*Dataset records*:
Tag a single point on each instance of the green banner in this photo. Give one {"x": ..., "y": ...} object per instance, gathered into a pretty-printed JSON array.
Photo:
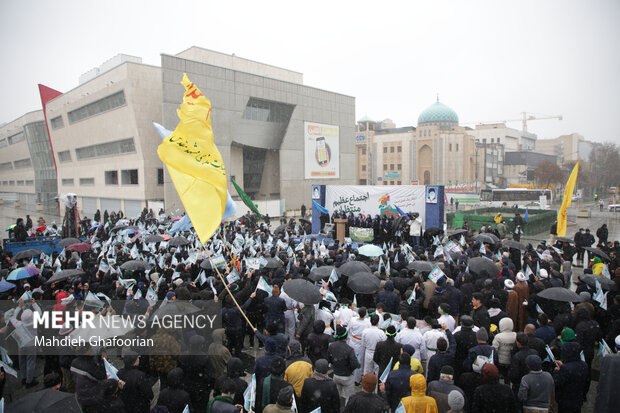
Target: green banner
[
  {"x": 246, "y": 199},
  {"x": 361, "y": 234}
]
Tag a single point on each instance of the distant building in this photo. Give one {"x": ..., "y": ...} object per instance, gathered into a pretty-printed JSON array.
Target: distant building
[
  {"x": 519, "y": 166},
  {"x": 566, "y": 148},
  {"x": 437, "y": 151}
]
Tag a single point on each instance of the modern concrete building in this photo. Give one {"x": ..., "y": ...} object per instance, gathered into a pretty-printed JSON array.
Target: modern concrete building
[
  {"x": 27, "y": 171},
  {"x": 437, "y": 151},
  {"x": 105, "y": 146},
  {"x": 519, "y": 166},
  {"x": 263, "y": 119},
  {"x": 566, "y": 148}
]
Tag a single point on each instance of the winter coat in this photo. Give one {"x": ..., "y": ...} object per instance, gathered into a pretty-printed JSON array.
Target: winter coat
[
  {"x": 504, "y": 342},
  {"x": 419, "y": 402},
  {"x": 494, "y": 398},
  {"x": 367, "y": 403},
  {"x": 386, "y": 350},
  {"x": 397, "y": 385},
  {"x": 319, "y": 393},
  {"x": 137, "y": 392},
  {"x": 342, "y": 358}
]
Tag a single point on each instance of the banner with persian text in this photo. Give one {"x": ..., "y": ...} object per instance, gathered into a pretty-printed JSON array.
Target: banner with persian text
[{"x": 376, "y": 200}]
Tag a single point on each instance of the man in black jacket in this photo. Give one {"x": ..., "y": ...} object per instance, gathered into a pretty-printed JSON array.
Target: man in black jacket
[
  {"x": 137, "y": 392},
  {"x": 518, "y": 368},
  {"x": 343, "y": 359}
]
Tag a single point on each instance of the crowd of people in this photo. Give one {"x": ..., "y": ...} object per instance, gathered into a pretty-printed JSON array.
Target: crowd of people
[{"x": 456, "y": 322}]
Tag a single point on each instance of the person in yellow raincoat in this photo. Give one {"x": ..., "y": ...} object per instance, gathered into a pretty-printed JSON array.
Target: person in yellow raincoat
[
  {"x": 419, "y": 402},
  {"x": 498, "y": 218}
]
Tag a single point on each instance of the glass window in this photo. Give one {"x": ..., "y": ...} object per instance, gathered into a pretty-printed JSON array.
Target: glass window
[
  {"x": 111, "y": 177},
  {"x": 18, "y": 137},
  {"x": 129, "y": 177},
  {"x": 99, "y": 106},
  {"x": 57, "y": 123},
  {"x": 22, "y": 163},
  {"x": 118, "y": 147},
  {"x": 64, "y": 156}
]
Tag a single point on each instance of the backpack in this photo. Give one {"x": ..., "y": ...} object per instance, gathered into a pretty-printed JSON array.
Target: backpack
[{"x": 481, "y": 361}]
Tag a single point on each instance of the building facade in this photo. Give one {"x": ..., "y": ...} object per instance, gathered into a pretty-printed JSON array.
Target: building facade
[
  {"x": 437, "y": 151},
  {"x": 262, "y": 119}
]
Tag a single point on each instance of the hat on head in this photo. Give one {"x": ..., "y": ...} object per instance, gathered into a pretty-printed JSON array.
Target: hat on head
[
  {"x": 321, "y": 366},
  {"x": 533, "y": 362},
  {"x": 456, "y": 401},
  {"x": 369, "y": 382}
]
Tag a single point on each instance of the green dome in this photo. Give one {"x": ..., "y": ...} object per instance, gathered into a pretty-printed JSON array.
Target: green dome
[{"x": 438, "y": 114}]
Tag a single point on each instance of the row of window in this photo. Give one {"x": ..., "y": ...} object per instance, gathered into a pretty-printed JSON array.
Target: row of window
[
  {"x": 399, "y": 167},
  {"x": 127, "y": 177},
  {"x": 94, "y": 108},
  {"x": 27, "y": 182},
  {"x": 18, "y": 164},
  {"x": 119, "y": 147},
  {"x": 399, "y": 149}
]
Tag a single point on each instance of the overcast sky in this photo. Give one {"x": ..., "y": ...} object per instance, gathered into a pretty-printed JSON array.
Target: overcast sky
[{"x": 488, "y": 60}]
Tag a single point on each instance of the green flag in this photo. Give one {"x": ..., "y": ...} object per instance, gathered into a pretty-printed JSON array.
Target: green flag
[{"x": 246, "y": 199}]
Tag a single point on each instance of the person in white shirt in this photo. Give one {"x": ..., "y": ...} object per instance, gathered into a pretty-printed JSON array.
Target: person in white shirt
[
  {"x": 370, "y": 338},
  {"x": 412, "y": 336},
  {"x": 354, "y": 339},
  {"x": 445, "y": 317}
]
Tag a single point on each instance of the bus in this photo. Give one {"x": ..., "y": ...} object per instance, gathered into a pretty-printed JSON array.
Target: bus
[{"x": 516, "y": 196}]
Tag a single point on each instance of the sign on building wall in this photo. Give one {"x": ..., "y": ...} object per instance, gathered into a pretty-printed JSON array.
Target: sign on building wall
[
  {"x": 321, "y": 151},
  {"x": 376, "y": 200}
]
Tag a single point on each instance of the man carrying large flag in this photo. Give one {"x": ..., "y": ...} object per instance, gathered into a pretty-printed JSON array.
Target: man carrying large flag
[
  {"x": 195, "y": 164},
  {"x": 566, "y": 201}
]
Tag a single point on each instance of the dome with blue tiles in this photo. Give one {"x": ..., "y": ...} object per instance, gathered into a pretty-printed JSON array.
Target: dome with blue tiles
[{"x": 438, "y": 114}]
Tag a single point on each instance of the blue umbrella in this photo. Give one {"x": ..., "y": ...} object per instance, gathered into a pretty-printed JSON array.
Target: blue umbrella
[
  {"x": 370, "y": 250},
  {"x": 5, "y": 286}
]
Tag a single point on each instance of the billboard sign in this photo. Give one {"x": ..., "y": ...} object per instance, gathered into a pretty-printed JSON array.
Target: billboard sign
[{"x": 321, "y": 151}]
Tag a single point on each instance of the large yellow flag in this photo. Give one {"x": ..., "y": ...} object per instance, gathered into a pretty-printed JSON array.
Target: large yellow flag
[
  {"x": 195, "y": 164},
  {"x": 566, "y": 201}
]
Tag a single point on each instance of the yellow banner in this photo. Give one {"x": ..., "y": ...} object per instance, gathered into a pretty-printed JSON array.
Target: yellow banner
[
  {"x": 566, "y": 201},
  {"x": 195, "y": 164}
]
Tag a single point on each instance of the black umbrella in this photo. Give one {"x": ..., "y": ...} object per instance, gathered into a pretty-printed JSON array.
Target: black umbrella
[
  {"x": 458, "y": 232},
  {"x": 598, "y": 252},
  {"x": 65, "y": 275},
  {"x": 65, "y": 242},
  {"x": 136, "y": 265},
  {"x": 272, "y": 264},
  {"x": 178, "y": 241},
  {"x": 364, "y": 283},
  {"x": 27, "y": 254},
  {"x": 479, "y": 264},
  {"x": 606, "y": 284},
  {"x": 303, "y": 291},
  {"x": 152, "y": 238},
  {"x": 420, "y": 266},
  {"x": 176, "y": 307},
  {"x": 45, "y": 401},
  {"x": 351, "y": 267},
  {"x": 560, "y": 294},
  {"x": 510, "y": 243},
  {"x": 321, "y": 273},
  {"x": 485, "y": 238}
]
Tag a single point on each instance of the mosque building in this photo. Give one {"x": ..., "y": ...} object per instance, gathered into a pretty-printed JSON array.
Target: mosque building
[{"x": 436, "y": 152}]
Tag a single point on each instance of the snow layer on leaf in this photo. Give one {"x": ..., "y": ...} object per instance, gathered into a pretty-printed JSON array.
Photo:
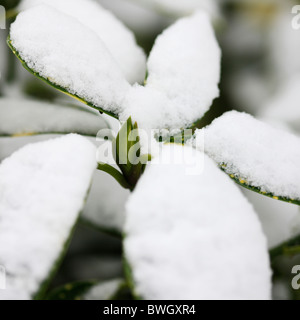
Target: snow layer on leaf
[
  {"x": 257, "y": 153},
  {"x": 109, "y": 211},
  {"x": 103, "y": 291},
  {"x": 184, "y": 72},
  {"x": 280, "y": 220},
  {"x": 9, "y": 145},
  {"x": 183, "y": 7},
  {"x": 67, "y": 53},
  {"x": 194, "y": 236},
  {"x": 29, "y": 117},
  {"x": 42, "y": 190},
  {"x": 118, "y": 39}
]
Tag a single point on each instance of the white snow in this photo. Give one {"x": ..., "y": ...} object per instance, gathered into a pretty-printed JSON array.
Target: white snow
[
  {"x": 194, "y": 236},
  {"x": 284, "y": 45},
  {"x": 144, "y": 21},
  {"x": 42, "y": 191},
  {"x": 30, "y": 116},
  {"x": 255, "y": 152},
  {"x": 280, "y": 220},
  {"x": 104, "y": 290},
  {"x": 118, "y": 39},
  {"x": 184, "y": 72},
  {"x": 183, "y": 7},
  {"x": 9, "y": 145},
  {"x": 109, "y": 211},
  {"x": 69, "y": 54}
]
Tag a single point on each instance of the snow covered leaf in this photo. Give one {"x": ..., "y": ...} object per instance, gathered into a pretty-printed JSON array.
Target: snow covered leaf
[
  {"x": 27, "y": 117},
  {"x": 183, "y": 244},
  {"x": 180, "y": 8},
  {"x": 107, "y": 215},
  {"x": 284, "y": 107},
  {"x": 118, "y": 39},
  {"x": 71, "y": 291},
  {"x": 256, "y": 155},
  {"x": 184, "y": 72},
  {"x": 42, "y": 191},
  {"x": 289, "y": 248},
  {"x": 108, "y": 290},
  {"x": 280, "y": 220},
  {"x": 68, "y": 55}
]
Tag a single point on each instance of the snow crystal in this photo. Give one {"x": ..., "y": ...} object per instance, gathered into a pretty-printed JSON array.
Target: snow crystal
[
  {"x": 42, "y": 190},
  {"x": 141, "y": 20},
  {"x": 119, "y": 40},
  {"x": 109, "y": 212},
  {"x": 29, "y": 116},
  {"x": 194, "y": 236},
  {"x": 280, "y": 220},
  {"x": 255, "y": 152},
  {"x": 184, "y": 71},
  {"x": 104, "y": 290},
  {"x": 183, "y": 7},
  {"x": 69, "y": 54}
]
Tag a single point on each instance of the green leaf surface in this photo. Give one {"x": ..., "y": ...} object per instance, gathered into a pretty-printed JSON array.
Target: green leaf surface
[
  {"x": 289, "y": 248},
  {"x": 240, "y": 181},
  {"x": 60, "y": 88},
  {"x": 71, "y": 291},
  {"x": 30, "y": 117}
]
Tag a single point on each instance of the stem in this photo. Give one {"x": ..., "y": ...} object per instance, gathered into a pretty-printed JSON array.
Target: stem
[{"x": 116, "y": 174}]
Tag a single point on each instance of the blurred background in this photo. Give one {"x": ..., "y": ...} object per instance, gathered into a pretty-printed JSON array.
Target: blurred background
[{"x": 260, "y": 75}]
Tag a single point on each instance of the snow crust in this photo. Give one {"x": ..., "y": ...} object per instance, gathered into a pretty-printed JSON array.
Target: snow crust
[
  {"x": 42, "y": 191},
  {"x": 194, "y": 236}
]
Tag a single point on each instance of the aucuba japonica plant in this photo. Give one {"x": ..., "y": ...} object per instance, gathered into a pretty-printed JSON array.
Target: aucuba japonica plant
[{"x": 185, "y": 219}]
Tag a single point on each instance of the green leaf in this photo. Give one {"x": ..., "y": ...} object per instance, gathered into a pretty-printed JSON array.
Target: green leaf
[
  {"x": 114, "y": 173},
  {"x": 43, "y": 190},
  {"x": 243, "y": 182},
  {"x": 256, "y": 155},
  {"x": 71, "y": 291},
  {"x": 29, "y": 117},
  {"x": 127, "y": 153},
  {"x": 56, "y": 86},
  {"x": 92, "y": 290}
]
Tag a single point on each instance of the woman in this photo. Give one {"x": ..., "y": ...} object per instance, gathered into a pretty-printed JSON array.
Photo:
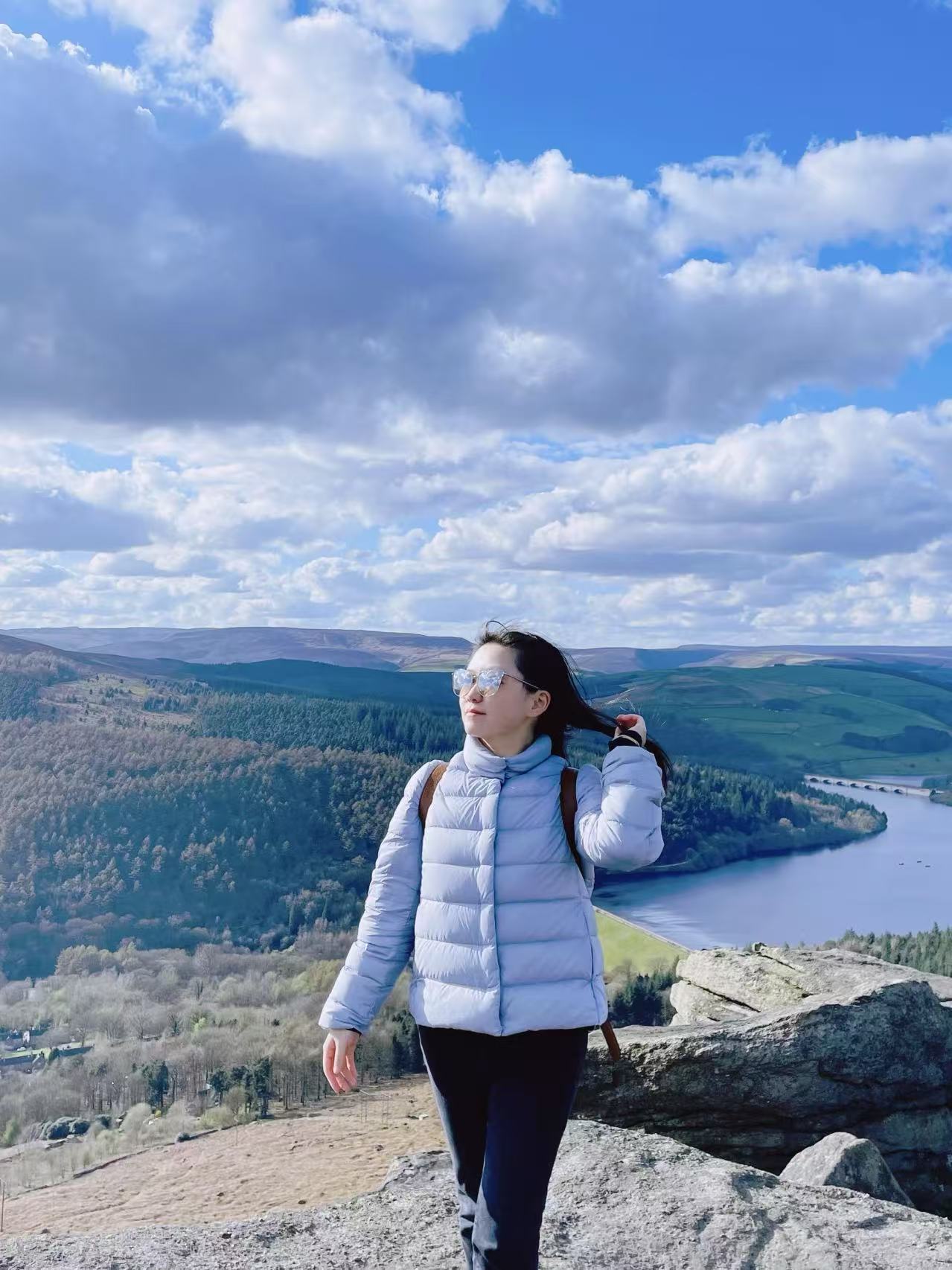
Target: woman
[{"x": 507, "y": 963}]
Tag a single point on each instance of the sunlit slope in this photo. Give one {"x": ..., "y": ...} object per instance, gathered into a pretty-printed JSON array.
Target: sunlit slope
[{"x": 801, "y": 718}]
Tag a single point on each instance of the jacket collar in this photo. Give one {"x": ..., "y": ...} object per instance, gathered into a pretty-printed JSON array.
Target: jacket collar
[{"x": 482, "y": 760}]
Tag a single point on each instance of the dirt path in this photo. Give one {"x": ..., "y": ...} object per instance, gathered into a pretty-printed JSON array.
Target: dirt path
[{"x": 342, "y": 1149}]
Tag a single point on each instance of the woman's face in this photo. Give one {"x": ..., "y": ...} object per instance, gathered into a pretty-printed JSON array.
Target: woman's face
[{"x": 511, "y": 712}]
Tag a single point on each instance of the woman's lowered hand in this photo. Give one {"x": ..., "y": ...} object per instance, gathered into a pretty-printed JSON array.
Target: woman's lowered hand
[{"x": 339, "y": 1067}]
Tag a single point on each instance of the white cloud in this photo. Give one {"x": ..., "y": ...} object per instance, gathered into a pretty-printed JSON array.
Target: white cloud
[
  {"x": 837, "y": 191},
  {"x": 13, "y": 42},
  {"x": 820, "y": 527},
  {"x": 167, "y": 25},
  {"x": 325, "y": 86}
]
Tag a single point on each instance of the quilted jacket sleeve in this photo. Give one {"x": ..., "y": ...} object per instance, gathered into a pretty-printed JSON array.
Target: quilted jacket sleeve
[
  {"x": 619, "y": 814},
  {"x": 385, "y": 935}
]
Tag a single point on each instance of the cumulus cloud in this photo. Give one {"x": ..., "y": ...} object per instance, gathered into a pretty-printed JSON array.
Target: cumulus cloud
[
  {"x": 876, "y": 185},
  {"x": 347, "y": 363},
  {"x": 219, "y": 284},
  {"x": 818, "y": 526}
]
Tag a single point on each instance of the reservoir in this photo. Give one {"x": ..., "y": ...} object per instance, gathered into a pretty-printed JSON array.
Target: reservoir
[{"x": 899, "y": 881}]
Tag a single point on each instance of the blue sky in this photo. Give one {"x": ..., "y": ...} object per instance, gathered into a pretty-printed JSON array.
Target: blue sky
[{"x": 640, "y": 314}]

*Your goal*:
Extract every line from the one with "Tag a single point on each instance of the reservoir" down to the final line above, both included, exactly as written.

*Response*:
Tag a single point on each instance of the reservoir in this photo. Give one {"x": ..., "y": ...} object per instance, gathered into a pretty-printed JSON array.
Target: reservoir
[{"x": 899, "y": 881}]
Tag a single point on each instance of the blue sky in this photo. Give one {"x": ..., "y": ...} object per instance, gathered into a pretty-printed JSON array.
Target: blue sky
[{"x": 640, "y": 314}]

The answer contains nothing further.